» **Passage for review**
Imagine an island made up of plastic bottles, chemical sludge and other man-made trash floating as one big ugly creature! No, it’s not an apocalyptic scene from an avant garde movie. In the North Pacific Ocean, halfway between Hawaii and California, the accumulation of marine debris has created a vast plastic island that covers approximately 1.6 million square kilometers, roughly three times the size of France.
Effects of plastic pollution on marine life
Apart from fish and marine mammals, seabirds are also injured and killed by plastic pollution. As per the latest research, up to 700 species could go extinct as a direct result of man-made actions in the form of plastic pollution. Current estimates suggest that at least 267 species worldwide have been affected, including 84% of sea turtle species, 44% of all seabird species and 43% of all marine mammal species. Plastic affect the marine population through ingestion, starvation, suffocation, infection, drowning and entanglement.
The problem of plastic pollution
Various types of plastic debris have been accumulating in the marine environment for more than 58 years now, resulting in huge masses of plastic floating throughout the oceans. According to environmentalists, there are 1 million pieces of plastic of varying size per square mile, with a further 8 million tonnes of plastic entering the oceans per year. From food packaging and bottles to carrier bags and plastic bags, most of the debris are single-use plastics.

» **Your tasks**
1 - Please copy everything in the passage on ocean plastic pollution from "Imagine an island" down to "size of France.", word for word.
2 - Write the next part of the passage on ocean plastic pollution, starting after its final sentence.
The records that follow have no connection to the passage on ocean plastic pollution.

» **Data for analysis**
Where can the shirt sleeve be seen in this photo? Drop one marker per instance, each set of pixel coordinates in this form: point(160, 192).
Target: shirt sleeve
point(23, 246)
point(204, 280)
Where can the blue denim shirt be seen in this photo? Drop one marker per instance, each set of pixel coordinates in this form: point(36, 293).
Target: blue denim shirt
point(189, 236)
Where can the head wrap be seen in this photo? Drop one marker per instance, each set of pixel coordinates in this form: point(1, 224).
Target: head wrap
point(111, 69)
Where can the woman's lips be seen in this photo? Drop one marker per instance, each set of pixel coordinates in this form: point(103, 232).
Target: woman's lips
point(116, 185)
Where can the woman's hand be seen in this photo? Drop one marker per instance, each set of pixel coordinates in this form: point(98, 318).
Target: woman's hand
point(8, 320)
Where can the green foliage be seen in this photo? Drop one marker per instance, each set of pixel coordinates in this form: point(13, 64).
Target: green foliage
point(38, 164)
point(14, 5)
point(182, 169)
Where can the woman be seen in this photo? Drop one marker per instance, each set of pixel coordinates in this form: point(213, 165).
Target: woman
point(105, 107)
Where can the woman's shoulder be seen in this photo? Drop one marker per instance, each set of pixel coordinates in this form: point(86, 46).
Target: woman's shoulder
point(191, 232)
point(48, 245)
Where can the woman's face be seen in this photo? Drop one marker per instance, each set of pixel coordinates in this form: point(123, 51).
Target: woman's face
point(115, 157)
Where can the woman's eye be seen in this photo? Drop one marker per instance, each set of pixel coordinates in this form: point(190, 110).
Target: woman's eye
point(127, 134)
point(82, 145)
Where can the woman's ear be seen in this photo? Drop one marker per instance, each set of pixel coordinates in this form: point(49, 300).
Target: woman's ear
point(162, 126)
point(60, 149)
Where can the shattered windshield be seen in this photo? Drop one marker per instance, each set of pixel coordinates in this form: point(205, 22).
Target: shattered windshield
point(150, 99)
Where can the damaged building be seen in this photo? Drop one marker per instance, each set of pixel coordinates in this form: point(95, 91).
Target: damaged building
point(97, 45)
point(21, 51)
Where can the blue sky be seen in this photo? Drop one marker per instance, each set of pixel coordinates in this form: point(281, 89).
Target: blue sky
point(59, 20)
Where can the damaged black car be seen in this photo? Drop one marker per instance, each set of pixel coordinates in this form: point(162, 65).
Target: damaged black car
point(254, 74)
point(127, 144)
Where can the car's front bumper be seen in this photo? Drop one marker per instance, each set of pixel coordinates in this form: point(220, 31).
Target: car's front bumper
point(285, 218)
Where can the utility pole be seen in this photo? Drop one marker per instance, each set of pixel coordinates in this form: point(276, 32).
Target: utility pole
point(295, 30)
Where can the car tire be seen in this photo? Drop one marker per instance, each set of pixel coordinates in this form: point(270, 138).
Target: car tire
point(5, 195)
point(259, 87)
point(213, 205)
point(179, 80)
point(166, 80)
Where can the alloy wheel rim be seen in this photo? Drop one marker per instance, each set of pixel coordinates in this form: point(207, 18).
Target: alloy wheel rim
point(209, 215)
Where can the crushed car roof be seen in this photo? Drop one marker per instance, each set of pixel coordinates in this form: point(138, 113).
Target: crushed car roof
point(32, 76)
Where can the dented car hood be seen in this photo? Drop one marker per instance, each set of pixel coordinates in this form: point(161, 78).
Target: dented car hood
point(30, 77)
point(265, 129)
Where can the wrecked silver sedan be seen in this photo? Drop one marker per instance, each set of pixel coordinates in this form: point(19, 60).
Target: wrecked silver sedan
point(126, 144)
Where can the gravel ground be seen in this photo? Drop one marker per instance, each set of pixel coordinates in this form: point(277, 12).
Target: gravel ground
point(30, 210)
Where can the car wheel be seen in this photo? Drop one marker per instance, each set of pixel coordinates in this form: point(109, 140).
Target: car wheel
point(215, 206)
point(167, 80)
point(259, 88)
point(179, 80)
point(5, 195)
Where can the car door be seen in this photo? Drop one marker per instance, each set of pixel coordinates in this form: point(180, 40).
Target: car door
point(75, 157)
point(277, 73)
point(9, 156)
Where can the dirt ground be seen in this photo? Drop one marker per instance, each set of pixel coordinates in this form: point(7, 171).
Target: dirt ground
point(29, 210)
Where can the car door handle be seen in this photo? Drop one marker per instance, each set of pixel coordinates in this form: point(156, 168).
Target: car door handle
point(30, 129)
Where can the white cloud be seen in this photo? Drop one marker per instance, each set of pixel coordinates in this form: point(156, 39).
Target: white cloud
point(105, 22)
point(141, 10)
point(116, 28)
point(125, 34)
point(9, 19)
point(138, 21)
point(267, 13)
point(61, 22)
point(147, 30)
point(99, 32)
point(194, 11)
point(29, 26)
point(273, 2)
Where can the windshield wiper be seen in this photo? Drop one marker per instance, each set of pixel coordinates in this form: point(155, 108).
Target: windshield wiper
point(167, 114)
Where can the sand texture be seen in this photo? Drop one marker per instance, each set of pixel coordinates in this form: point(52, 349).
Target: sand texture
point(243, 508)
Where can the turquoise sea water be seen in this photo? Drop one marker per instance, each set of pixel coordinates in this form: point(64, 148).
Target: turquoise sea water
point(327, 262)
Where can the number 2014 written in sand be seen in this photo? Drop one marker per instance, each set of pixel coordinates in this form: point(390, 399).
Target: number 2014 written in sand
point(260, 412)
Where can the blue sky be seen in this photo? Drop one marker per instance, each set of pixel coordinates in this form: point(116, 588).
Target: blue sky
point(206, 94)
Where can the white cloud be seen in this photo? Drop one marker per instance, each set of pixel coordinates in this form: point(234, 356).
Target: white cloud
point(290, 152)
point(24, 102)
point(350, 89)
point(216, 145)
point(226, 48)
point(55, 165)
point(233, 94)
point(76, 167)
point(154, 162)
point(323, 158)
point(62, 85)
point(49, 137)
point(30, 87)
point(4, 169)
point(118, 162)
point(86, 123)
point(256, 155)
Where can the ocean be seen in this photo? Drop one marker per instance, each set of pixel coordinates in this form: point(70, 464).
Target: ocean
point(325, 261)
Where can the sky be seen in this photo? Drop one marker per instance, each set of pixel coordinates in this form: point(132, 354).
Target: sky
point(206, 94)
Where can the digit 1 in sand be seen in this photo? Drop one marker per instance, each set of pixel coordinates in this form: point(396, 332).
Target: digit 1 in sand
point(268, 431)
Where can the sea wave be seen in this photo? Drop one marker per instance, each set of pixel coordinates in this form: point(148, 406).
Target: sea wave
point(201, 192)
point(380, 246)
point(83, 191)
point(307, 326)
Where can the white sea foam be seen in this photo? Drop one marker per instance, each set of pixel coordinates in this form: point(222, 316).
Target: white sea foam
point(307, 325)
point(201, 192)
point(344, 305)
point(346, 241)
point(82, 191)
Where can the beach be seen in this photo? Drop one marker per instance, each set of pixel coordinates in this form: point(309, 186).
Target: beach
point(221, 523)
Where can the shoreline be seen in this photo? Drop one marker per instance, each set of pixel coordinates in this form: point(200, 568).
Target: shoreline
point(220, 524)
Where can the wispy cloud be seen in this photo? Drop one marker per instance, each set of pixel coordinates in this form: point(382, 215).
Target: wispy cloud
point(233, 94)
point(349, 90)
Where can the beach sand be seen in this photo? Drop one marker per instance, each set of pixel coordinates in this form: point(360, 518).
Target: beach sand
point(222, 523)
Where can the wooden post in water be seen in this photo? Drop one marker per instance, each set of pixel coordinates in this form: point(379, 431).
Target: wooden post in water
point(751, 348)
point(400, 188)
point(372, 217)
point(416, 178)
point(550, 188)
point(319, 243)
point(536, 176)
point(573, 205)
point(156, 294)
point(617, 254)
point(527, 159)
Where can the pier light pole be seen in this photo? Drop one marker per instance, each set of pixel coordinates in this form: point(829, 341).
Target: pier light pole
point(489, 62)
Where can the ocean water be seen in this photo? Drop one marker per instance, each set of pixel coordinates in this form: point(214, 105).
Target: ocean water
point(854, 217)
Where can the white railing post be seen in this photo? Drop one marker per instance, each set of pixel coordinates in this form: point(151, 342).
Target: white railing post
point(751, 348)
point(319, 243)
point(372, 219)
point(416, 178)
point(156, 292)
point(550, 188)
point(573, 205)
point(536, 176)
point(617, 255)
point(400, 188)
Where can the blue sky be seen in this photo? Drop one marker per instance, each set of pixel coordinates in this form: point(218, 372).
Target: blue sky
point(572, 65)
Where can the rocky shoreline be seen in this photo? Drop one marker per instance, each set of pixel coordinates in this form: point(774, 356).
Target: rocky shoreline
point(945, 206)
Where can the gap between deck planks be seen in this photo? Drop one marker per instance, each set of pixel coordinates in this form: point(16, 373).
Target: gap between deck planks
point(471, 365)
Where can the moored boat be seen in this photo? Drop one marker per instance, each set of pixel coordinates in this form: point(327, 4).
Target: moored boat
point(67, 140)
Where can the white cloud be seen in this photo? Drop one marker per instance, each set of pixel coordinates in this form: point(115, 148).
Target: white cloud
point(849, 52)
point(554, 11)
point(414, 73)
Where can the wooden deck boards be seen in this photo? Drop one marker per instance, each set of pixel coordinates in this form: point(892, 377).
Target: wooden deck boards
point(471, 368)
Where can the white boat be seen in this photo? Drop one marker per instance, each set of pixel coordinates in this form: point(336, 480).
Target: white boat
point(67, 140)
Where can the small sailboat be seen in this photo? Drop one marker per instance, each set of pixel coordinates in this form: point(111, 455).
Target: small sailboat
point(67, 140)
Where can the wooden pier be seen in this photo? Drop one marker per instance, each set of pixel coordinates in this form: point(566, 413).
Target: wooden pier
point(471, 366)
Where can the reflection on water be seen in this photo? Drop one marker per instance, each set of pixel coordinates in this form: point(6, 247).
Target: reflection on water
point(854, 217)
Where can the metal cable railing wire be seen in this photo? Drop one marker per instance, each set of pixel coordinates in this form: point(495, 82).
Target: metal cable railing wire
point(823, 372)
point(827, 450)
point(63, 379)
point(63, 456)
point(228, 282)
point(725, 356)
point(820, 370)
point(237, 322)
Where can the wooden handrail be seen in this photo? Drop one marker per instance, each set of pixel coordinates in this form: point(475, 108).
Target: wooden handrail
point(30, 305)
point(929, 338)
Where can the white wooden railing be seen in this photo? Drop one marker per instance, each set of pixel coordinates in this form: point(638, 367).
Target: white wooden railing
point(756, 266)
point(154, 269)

» **Answers to the exercise**
1 -
Imagine an island made up of plastic bottles, chemical sludge and other man-made trash floating as one big ugly creature! No, it’s not an apocalyptic scene from an avant garde movie. In the North Pacific Ocean, halfway between Hawaii and California, the accumulation of marine debris has created a vast plastic island that covers approximately 1.6 million square kilometers, roughly three times the size of France.

2 -
The real culprits are microplastics and nurdles
Apart from large pieces of plastic, other items like household and cosmetic products are also causing havoc in the marine environment. These man-made products are laced with microplastics designed to scrub and clean, and as they are too small, they are difficult to be caught by water filtration systems. Microplastics infiltrate water every time we brush our teeth or scrub our faces with products containing them.
As for nurdles, they are lentil sized pieces of plastics coming off of manufacturing products. Due to mishandling or accidental spills, these can end up in the sea and ingested by ocean wildlife and accumulate up the food chain, even reaching humans. It is also hypothesised that these smaller pieces of plastic can attract toxic chemicals released by industry and agriculture decades ago, the concentration of which also increases up the food chain.
Plastic is cheap, versatile but dangerous
Although cheap and versatile, plastic has become a dangerous environmental problem. Sadly, humans have designed a material to last forever, but for products designed to last minutes. According to the World Economic Forum, “there will be more plastic than fish in the ocean by 2050.”